• [Records for the exercise]
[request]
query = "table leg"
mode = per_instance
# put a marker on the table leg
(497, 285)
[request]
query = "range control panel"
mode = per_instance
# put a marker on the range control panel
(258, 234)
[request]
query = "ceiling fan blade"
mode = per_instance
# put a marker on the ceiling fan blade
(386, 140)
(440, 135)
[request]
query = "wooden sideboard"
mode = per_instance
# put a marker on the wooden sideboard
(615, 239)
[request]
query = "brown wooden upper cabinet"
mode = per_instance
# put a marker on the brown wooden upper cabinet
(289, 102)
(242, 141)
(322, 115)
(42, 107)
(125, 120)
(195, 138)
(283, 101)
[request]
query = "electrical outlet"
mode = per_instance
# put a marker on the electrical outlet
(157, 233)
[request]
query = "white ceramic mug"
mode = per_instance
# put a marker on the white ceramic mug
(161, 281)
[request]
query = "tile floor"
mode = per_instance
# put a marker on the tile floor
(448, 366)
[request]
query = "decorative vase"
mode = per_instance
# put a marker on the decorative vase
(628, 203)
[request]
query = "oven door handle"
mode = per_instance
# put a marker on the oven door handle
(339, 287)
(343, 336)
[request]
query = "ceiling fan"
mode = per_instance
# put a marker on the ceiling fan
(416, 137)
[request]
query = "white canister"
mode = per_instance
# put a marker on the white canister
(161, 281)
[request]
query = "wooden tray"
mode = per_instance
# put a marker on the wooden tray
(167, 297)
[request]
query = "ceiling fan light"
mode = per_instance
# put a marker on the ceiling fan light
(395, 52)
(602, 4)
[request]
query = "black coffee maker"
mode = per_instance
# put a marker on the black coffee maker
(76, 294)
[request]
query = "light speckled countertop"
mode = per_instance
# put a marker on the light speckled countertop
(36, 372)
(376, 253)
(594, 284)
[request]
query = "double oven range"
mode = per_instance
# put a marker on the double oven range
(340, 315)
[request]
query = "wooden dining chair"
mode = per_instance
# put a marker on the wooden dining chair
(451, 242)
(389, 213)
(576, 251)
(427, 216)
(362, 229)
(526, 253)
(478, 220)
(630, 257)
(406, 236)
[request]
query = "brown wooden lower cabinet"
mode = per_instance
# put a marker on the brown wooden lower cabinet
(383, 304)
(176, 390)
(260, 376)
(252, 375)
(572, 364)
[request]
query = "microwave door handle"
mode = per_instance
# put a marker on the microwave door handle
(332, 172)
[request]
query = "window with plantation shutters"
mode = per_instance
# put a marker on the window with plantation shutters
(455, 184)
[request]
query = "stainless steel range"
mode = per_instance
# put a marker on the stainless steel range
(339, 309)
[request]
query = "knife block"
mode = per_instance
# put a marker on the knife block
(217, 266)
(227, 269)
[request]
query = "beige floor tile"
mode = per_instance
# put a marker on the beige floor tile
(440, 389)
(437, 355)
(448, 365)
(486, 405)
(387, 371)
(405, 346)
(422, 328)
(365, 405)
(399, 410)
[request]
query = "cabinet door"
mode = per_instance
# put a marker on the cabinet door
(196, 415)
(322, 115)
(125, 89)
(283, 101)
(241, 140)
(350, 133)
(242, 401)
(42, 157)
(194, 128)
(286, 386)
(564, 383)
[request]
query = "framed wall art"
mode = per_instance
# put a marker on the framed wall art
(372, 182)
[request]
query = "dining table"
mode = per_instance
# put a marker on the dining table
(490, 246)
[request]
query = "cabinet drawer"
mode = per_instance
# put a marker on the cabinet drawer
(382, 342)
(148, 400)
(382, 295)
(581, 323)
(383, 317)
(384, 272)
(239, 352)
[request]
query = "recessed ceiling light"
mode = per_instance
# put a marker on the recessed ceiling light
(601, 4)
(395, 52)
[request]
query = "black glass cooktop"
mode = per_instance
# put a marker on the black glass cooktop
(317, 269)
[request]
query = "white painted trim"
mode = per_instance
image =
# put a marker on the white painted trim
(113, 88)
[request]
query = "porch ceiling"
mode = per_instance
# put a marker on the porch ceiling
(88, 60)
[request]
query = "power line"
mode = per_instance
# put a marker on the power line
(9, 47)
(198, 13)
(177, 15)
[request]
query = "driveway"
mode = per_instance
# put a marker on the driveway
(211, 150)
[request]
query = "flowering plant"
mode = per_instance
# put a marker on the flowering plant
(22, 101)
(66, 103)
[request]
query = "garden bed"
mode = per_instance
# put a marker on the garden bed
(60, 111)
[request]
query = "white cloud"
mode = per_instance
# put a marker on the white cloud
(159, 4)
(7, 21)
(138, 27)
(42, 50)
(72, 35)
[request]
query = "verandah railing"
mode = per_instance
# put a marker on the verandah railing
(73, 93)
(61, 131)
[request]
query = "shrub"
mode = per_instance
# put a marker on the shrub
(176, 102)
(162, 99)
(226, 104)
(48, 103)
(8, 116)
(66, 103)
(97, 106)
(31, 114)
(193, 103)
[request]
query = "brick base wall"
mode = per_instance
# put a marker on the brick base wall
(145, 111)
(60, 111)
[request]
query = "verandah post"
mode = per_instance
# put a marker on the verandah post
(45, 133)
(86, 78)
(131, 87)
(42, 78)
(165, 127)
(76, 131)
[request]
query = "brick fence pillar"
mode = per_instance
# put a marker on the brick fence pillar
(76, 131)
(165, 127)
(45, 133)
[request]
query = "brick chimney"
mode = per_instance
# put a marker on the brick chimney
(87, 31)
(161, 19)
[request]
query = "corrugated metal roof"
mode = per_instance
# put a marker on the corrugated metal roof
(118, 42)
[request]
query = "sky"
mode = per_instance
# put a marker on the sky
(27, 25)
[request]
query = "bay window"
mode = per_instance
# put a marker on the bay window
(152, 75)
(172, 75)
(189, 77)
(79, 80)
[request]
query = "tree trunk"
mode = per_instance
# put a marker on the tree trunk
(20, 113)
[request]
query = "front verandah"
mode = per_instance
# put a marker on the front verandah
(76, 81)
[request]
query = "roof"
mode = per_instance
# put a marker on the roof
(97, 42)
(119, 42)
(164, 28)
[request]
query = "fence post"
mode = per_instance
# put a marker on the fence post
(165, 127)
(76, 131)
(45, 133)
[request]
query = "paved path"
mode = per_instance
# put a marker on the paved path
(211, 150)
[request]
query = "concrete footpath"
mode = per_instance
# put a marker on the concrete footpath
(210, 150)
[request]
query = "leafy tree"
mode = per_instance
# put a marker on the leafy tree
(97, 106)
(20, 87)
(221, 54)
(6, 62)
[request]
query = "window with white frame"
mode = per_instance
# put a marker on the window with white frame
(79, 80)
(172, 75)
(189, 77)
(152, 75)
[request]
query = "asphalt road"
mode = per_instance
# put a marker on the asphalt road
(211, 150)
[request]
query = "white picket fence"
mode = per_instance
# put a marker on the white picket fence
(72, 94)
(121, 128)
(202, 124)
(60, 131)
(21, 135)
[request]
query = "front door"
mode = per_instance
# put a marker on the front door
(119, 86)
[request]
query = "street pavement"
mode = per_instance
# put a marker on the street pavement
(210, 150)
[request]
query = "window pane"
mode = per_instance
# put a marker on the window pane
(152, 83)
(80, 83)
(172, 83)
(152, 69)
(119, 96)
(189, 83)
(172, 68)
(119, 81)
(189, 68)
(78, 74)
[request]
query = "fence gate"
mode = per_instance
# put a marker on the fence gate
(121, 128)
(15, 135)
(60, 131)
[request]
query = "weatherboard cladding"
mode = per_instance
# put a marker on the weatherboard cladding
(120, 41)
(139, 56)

• [Your objective]
Copy every record exactly, with nothing added or dropped.

• [Solution to this task]
[request]
query = "table leg"
mode = per_instance
# put a marker on the table leg
(497, 285)
[request]
query = "range control panel"
mode = per_instance
# put a marker on the range control panel
(258, 234)
[request]
query = "ceiling fan blade"
mode = per_instance
# put a marker on the ceiling fan blade
(386, 140)
(440, 135)
[request]
query = "wooden sideboard"
mode = per_instance
# put a marker on the wooden sideboard
(615, 239)
[request]
query = "brown wooden upper cabinet"
mode = per_instance
# put a marker on the brown wooden upper cabinet
(289, 102)
(242, 141)
(322, 115)
(42, 107)
(125, 120)
(195, 138)
(283, 101)
[request]
query = "electrical outlet"
mode = per_instance
# put a marker on the electrical outlet
(157, 233)
[request]
query = "white ceramic mug"
mode = per_instance
# put a marker on the white ceramic mug
(161, 281)
[request]
query = "tile floor"
mode = per_instance
# put a marker on the tile floor
(448, 366)
[request]
query = "decorative vase"
mode = per_instance
# put a marker on the decorative vase
(628, 203)
[request]
query = "oven door handle"
mode = per_instance
# put a marker on the oven door handle
(339, 287)
(343, 336)
[request]
query = "ceiling fan"
mode = per_instance
# put a marker on the ceiling fan
(416, 137)
[request]
query = "white canister"
mode = per_instance
# put a marker on the white canister
(161, 281)
[request]
query = "wooden tray"
mode = per_instance
# put a marker on the wooden tray
(167, 297)
[request]
query = "ceiling fan light"
mode = per_instance
# put a marker on the ceiling fan light
(395, 52)
(602, 4)
[request]
query = "black coffee maker"
mode = per_instance
# put a marker on the black coffee maker
(76, 294)
[request]
query = "light speckled countertop"
mode = per_instance
# put a marker on the light speckled countertop
(36, 372)
(376, 253)
(594, 284)
[request]
query = "double oven range"
mode = per_instance
# put a marker on the double oven range
(340, 315)
[request]
query = "wooden dining chair"
mode = per_instance
# put a marker on the wooden dining chair
(451, 242)
(389, 213)
(576, 251)
(427, 216)
(362, 229)
(526, 253)
(478, 220)
(630, 257)
(406, 236)
[request]
query = "brown wooden lower cabinet"
mode = per_instance
# put a marker on the brown wooden lower cabinet
(383, 304)
(176, 390)
(260, 376)
(252, 375)
(572, 364)
[request]
query = "microwave door handle"
mode = per_instance
# put a marker on the microwave door handle
(332, 172)
[request]
query = "window with plantation shutters"
mode = per_instance
# put a marker on the window with plantation shutters
(455, 184)
[request]
query = "stainless steel range"
mode = per_instance
# put a marker on the stainless steel range
(339, 309)
[request]
query = "knife block"
mode = per_instance
# put a marker on the knife block
(217, 266)
(227, 269)
[request]
query = "beige floor tile"
mode = per_instance
# put a marker on the beige floor tile
(440, 389)
(437, 355)
(448, 365)
(486, 405)
(387, 371)
(405, 346)
(422, 328)
(365, 405)
(399, 410)
[request]
query = "cabinet door"
mode = per_instance
# put a marker on the cabinet door
(196, 415)
(322, 115)
(125, 89)
(283, 101)
(241, 140)
(350, 133)
(242, 401)
(42, 157)
(194, 128)
(286, 386)
(564, 383)
[request]
query = "framed wall art"
mode = per_instance
# put a marker on the framed wall art
(372, 182)
[request]
query = "dining table"
mode = per_instance
# put a marker on the dining table
(490, 246)
[request]
query = "cabinet drawer"
mode = per_instance
# put a marker on the cabinet drawer
(382, 342)
(148, 400)
(382, 295)
(581, 323)
(383, 317)
(384, 272)
(239, 352)
[request]
query = "recessed ceiling light"
mode = per_instance
# put a marker on the recessed ceiling light
(601, 4)
(395, 52)
[request]
query = "black glass cooktop"
mode = per_instance
# put a marker on the black glass cooktop
(317, 269)
[request]
query = "white painted trim"
mode = per_instance
image =
# put a marker on the white painted trim
(113, 88)
[request]
query = "porch ceiling"
mode = per_instance
# put a marker on the porch ceiling
(88, 60)
[request]
query = "power line"
mode = per_instance
# put a marker on the power line
(9, 47)
(198, 13)
(177, 15)
[request]
query = "driveway"
mode = per_instance
# put a marker on the driveway
(211, 150)
[request]
query = "flowering plant"
mode = per_instance
# put a marker on the flowering plant
(22, 101)
(66, 103)
[request]
query = "garden bed"
mode = per_instance
# put a marker on the garden bed
(60, 111)
[request]
query = "white cloud"
mode = per_instance
# put a marker on the white cloud
(159, 4)
(7, 21)
(138, 27)
(42, 50)
(72, 35)
[request]
query = "verandah railing"
mode = per_instance
# put a marker on the verandah railing
(73, 93)
(61, 131)
[request]
query = "shrub"
mode = per_instance
# put a marker on the shrub
(176, 102)
(162, 99)
(226, 104)
(48, 103)
(8, 116)
(66, 103)
(97, 106)
(31, 114)
(193, 103)
[request]
query = "brick base wall"
mode = per_instance
# put a marker on the brick base wall
(145, 111)
(60, 111)
[request]
query = "verandah post"
mode = per_instance
# put a marker on the verandah post
(45, 133)
(86, 78)
(131, 87)
(42, 78)
(165, 127)
(76, 131)
[request]
query = "brick fence pillar"
mode = per_instance
# put a marker on the brick fence pillar
(76, 131)
(165, 127)
(45, 133)
[request]
query = "brick chimney"
mode = per_instance
# put a marker on the brick chimney
(87, 31)
(161, 19)
[request]
query = "corrugated metal roof"
mode = per_instance
# put a marker on the corrugated metal roof
(118, 42)
[request]
query = "sky"
mode = per_instance
# put a marker on the sky
(27, 25)
[request]
query = "bay window"
mode = per_instance
# put a marker on the bay window
(152, 75)
(172, 75)
(189, 77)
(79, 80)
[request]
query = "tree trunk"
mode = per_instance
# put a marker on the tree trunk
(20, 113)
[request]
query = "front verandah"
mode = per_instance
# put a marker on the front verandah
(76, 81)
[request]
query = "roof"
mode = per_instance
# put a marker on the roof
(97, 42)
(119, 42)
(164, 28)
[request]
query = "fence post"
mode = per_instance
# put a marker on the fence post
(165, 127)
(76, 131)
(45, 133)
[request]
query = "paved path"
mode = per_instance
# put a marker on the paved path
(211, 150)
[request]
query = "concrete footpath"
mode = per_instance
# put a marker on the concrete footpath
(210, 150)
[request]
query = "leafy tree"
mode = per_instance
# put a marker on the leafy tree
(97, 106)
(20, 87)
(221, 54)
(6, 62)
[request]
query = "window with white frame"
mode = per_instance
# put a marker on the window with white frame
(79, 80)
(172, 75)
(189, 77)
(152, 75)
[request]
query = "asphalt road"
mode = per_instance
# put a marker on the asphalt road
(211, 150)
[request]
query = "white picket fence"
mode = per_instance
# put a marker on the white picket fence
(72, 94)
(121, 128)
(202, 124)
(60, 131)
(21, 135)
[request]
query = "front door"
mode = per_instance
# put a marker on the front door
(119, 86)
[request]
query = "street pavement"
mode = per_instance
# put a marker on the street pavement
(210, 150)
[request]
query = "window pane"
mode = per_instance
# put a marker on the window pane
(152, 83)
(80, 83)
(172, 83)
(152, 69)
(119, 96)
(189, 83)
(172, 68)
(119, 81)
(189, 68)
(78, 74)
[request]
query = "fence gate"
mode = per_instance
# put a marker on the fence gate
(121, 128)
(15, 135)
(60, 131)
[request]
query = "weatherboard cladding"
mode = per_instance
# put a marker on the weatherboard cladding
(120, 41)
(139, 56)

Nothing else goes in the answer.